**Requirement**: Reproduce all of the data exactly, with no line skipped.

**Records for processing**:

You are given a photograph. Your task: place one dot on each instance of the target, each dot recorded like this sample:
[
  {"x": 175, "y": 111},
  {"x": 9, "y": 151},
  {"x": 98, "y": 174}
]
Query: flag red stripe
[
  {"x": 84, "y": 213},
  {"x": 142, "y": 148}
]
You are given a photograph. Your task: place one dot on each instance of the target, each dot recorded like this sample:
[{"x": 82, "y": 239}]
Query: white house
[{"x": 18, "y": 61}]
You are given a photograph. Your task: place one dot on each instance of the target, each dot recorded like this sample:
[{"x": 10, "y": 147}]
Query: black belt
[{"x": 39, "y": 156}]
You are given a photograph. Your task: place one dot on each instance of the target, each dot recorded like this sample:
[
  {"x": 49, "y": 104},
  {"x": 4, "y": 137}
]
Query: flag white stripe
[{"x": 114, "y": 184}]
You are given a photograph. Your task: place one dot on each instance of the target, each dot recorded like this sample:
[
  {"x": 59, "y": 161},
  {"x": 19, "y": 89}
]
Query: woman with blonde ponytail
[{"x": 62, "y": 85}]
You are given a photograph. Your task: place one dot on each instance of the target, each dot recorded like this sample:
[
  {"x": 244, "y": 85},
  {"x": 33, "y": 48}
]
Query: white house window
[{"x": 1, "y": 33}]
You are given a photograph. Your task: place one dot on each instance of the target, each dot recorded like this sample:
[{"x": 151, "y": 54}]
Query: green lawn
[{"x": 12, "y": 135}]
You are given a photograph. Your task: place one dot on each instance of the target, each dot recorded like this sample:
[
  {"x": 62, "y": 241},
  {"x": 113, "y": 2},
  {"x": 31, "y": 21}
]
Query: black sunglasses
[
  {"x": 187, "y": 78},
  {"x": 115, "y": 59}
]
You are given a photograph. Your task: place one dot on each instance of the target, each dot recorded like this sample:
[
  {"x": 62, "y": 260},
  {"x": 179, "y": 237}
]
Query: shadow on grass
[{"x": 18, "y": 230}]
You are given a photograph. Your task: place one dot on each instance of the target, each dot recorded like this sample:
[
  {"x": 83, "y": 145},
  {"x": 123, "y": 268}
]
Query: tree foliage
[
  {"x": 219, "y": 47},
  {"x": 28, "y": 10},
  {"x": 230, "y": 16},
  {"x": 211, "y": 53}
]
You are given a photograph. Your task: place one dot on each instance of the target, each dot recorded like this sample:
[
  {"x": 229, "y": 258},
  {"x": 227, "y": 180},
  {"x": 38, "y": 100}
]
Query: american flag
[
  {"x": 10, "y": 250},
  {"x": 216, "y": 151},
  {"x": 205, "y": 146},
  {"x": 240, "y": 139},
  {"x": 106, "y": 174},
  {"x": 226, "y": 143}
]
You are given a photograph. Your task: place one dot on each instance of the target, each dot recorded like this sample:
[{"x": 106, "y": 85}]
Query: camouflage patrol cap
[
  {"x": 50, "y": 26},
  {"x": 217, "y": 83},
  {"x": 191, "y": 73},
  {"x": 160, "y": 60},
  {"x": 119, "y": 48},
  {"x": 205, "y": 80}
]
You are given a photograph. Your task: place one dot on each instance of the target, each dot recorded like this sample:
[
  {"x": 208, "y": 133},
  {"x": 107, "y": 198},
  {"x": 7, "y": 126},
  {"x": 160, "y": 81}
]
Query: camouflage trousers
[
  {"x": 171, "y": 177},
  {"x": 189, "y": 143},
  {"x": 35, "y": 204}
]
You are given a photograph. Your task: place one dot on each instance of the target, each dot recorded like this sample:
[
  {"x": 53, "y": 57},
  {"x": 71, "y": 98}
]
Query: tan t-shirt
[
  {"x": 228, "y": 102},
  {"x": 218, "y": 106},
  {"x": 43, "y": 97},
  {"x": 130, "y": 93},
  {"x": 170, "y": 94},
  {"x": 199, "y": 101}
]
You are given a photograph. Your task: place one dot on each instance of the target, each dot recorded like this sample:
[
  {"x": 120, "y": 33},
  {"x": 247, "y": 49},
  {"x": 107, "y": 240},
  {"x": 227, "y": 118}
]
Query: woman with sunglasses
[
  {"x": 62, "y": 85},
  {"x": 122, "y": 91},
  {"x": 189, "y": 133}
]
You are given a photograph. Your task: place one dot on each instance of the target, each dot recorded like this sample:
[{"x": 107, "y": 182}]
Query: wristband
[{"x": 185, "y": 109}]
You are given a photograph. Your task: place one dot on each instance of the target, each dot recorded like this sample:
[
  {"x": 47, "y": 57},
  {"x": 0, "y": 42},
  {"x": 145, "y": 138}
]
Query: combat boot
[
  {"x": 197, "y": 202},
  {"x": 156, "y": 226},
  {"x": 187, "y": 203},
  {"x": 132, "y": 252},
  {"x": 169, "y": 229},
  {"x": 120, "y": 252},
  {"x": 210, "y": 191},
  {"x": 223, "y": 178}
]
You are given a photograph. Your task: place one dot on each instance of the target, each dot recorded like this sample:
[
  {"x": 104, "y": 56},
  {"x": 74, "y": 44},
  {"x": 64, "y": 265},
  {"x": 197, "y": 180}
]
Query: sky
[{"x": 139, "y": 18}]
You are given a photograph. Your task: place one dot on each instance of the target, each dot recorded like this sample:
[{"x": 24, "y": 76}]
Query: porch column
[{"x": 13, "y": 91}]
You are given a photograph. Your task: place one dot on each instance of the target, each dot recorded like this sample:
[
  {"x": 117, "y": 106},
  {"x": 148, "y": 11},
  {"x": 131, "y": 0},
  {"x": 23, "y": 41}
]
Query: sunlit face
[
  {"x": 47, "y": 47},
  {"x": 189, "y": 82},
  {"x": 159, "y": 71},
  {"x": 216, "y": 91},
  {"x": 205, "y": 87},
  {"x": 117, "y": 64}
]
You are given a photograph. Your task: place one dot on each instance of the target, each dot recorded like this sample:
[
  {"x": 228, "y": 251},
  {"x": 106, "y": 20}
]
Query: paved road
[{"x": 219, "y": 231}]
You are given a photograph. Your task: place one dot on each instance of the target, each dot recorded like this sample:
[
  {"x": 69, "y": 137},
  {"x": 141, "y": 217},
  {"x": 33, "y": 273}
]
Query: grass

**Reply to the exercise**:
You are given a photograph. Your task: place one dot on each instance of the target, each dot recorded like this sample:
[
  {"x": 175, "y": 111},
  {"x": 9, "y": 151},
  {"x": 98, "y": 174}
]
Query: flag red stripe
[
  {"x": 84, "y": 213},
  {"x": 142, "y": 148}
]
You are given a photograph. Your task: place one dot on each instance of the target, each dot recorded like this sample:
[{"x": 82, "y": 239}]
Query: white house
[{"x": 18, "y": 61}]
You are given a photograph. Your task: place one dot on each instance of the target, each dot recorded like this sample:
[{"x": 10, "y": 147}]
Query: black belt
[{"x": 39, "y": 156}]
You are given a photograph. Your task: place one dot on each instance of the target, each dot recorded like this sample:
[
  {"x": 49, "y": 104},
  {"x": 4, "y": 137}
]
Query: flag white stripe
[{"x": 114, "y": 184}]
You are given a photograph. Your task: place one dot on each instance of the target, each dot recorded like this sample:
[
  {"x": 59, "y": 161},
  {"x": 19, "y": 89}
]
Query: woman with blonde ponytail
[{"x": 62, "y": 85}]
You are given a photograph. Your task: place one dot on each instance of the target, each dot recorded like this sample:
[
  {"x": 244, "y": 85},
  {"x": 33, "y": 48}
]
Query: white house window
[{"x": 1, "y": 33}]
You are given a photograph. Your task: place one dot on each instance of the target, each dot recorded like this sample:
[{"x": 151, "y": 54}]
Query: green lawn
[{"x": 12, "y": 135}]
You are given a photograph. Your task: place one dot on each instance of the target, each dot recorded like this sample:
[
  {"x": 62, "y": 241},
  {"x": 113, "y": 2},
  {"x": 31, "y": 21}
]
Query: black sunglasses
[
  {"x": 187, "y": 78},
  {"x": 115, "y": 59}
]
You are given a photograph. Your task: place one dot on each instance of the target, each dot recorded like this sample:
[
  {"x": 62, "y": 260},
  {"x": 179, "y": 237}
]
Query: shadow on grass
[{"x": 18, "y": 230}]
You are given a photograph. Your task: place one dot on each instance of the target, each dot recorded like this sample:
[
  {"x": 83, "y": 145},
  {"x": 123, "y": 268}
]
Query: tree foliage
[
  {"x": 219, "y": 47},
  {"x": 28, "y": 10},
  {"x": 230, "y": 16},
  {"x": 211, "y": 53}
]
You are given a photograph. Your task: place one dot on each instance of the target, each dot recorded like this sample:
[
  {"x": 229, "y": 258},
  {"x": 227, "y": 180},
  {"x": 38, "y": 100}
]
Query: american flag
[
  {"x": 10, "y": 250},
  {"x": 216, "y": 151},
  {"x": 205, "y": 146},
  {"x": 240, "y": 139},
  {"x": 106, "y": 174},
  {"x": 226, "y": 143}
]
You are given a photograph. Your task: place one dot on each instance of the target, each dot recorded like this sample:
[{"x": 106, "y": 85}]
Query: camouflage patrol cap
[
  {"x": 50, "y": 26},
  {"x": 217, "y": 83},
  {"x": 191, "y": 73},
  {"x": 160, "y": 60},
  {"x": 119, "y": 48},
  {"x": 205, "y": 80}
]
You are given a photograph. Your task: place one dot on each instance of the target, each dot recorded like this sample:
[
  {"x": 208, "y": 133},
  {"x": 107, "y": 198},
  {"x": 7, "y": 126},
  {"x": 160, "y": 81}
]
Query: camouflage trousers
[
  {"x": 171, "y": 177},
  {"x": 189, "y": 143},
  {"x": 35, "y": 204}
]
You are given a photograph. Your task: place one dot on each instance of the target, each dot recorded like this sample:
[
  {"x": 53, "y": 57},
  {"x": 71, "y": 98}
]
Query: tan t-shirt
[
  {"x": 228, "y": 102},
  {"x": 218, "y": 106},
  {"x": 43, "y": 97},
  {"x": 130, "y": 93},
  {"x": 170, "y": 94},
  {"x": 199, "y": 101}
]
You are given a photograph. Your task: place one dot on each instance of the target, each dot recorded like this sample:
[
  {"x": 120, "y": 33},
  {"x": 247, "y": 49},
  {"x": 107, "y": 240},
  {"x": 227, "y": 118}
]
Query: woman with sunglasses
[
  {"x": 62, "y": 85},
  {"x": 122, "y": 91},
  {"x": 189, "y": 133}
]
You are given a photograph. Your task: place one dot on each instance of the target, each dot recorded like this sample:
[{"x": 107, "y": 182}]
Query: wristband
[{"x": 185, "y": 109}]
You are given a photograph. Your task: place one dot on each instance of the target, each dot recorded like this sample:
[
  {"x": 47, "y": 57},
  {"x": 0, "y": 42},
  {"x": 145, "y": 138}
]
Query: combat boot
[
  {"x": 197, "y": 202},
  {"x": 156, "y": 226},
  {"x": 187, "y": 203},
  {"x": 132, "y": 252},
  {"x": 169, "y": 229},
  {"x": 120, "y": 252},
  {"x": 210, "y": 191},
  {"x": 223, "y": 178}
]
You are given a photograph. Your task: place one dot on each instance of the target, each dot recorded like this sample:
[
  {"x": 104, "y": 56},
  {"x": 74, "y": 44},
  {"x": 64, "y": 265},
  {"x": 197, "y": 180}
]
Query: sky
[{"x": 139, "y": 18}]
You are given a photograph. Your task: place one dot on each instance of the target, each dot recorded like this sample:
[{"x": 24, "y": 76}]
Query: porch column
[{"x": 13, "y": 91}]
You are given a photograph. Your task: place one dot on each instance of the target, each dot recorded like this sample:
[
  {"x": 117, "y": 106},
  {"x": 148, "y": 11},
  {"x": 131, "y": 0},
  {"x": 23, "y": 41}
]
Query: sunlit face
[
  {"x": 47, "y": 47},
  {"x": 189, "y": 82},
  {"x": 159, "y": 71},
  {"x": 216, "y": 91},
  {"x": 205, "y": 87},
  {"x": 117, "y": 64}
]
You are given a photograph. Your task: place one dot on each instance of the target, each dot recorded like this sample:
[
  {"x": 228, "y": 251},
  {"x": 106, "y": 20}
]
Query: paved road
[{"x": 219, "y": 231}]
You are given a photograph. Your task: place one dot on each instance of the target, each dot recorded like this sample:
[
  {"x": 69, "y": 137},
  {"x": 141, "y": 217},
  {"x": 33, "y": 273}
]
Query: grass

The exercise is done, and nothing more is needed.